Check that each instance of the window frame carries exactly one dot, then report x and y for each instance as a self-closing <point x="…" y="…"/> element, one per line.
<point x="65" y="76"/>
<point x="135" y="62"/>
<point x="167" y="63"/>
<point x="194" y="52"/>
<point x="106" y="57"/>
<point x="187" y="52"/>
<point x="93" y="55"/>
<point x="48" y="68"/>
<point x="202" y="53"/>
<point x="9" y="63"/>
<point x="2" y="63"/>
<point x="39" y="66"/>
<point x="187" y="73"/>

=====

What to work on.
Can you give the data above as a numbered list, with any blank lines left out?

Solved exercise.
1. Check that each instance of the window frame carries exactly one dot, then report x and y for each instance as a self-closing <point x="…" y="…"/> element, one per line.
2. <point x="65" y="76"/>
3. <point x="135" y="62"/>
4. <point x="167" y="63"/>
5. <point x="194" y="52"/>
6. <point x="106" y="57"/>
7. <point x="187" y="52"/>
8. <point x="93" y="55"/>
9. <point x="48" y="68"/>
10. <point x="202" y="53"/>
11. <point x="9" y="63"/>
12. <point x="2" y="63"/>
13. <point x="39" y="66"/>
14. <point x="187" y="73"/>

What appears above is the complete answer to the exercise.